- _STATED TASK_:
Quote each of the rows below word for word, omitting the pictures.

Collection entries:
-------------------------

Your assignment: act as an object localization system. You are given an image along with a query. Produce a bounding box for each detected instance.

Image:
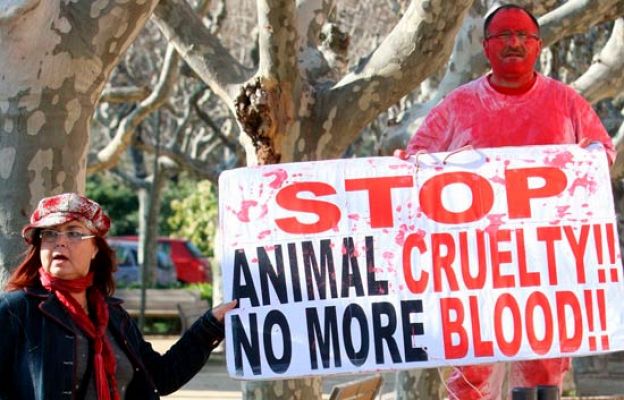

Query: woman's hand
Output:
[212,300,238,322]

-------------------------

- _SOLUTION_:
Your assignment: act as an object localization system. You are given an image along with a query. Produce a bounding box for each detected instance.

Image:

Query: woman's hand
Output:
[212,300,238,322]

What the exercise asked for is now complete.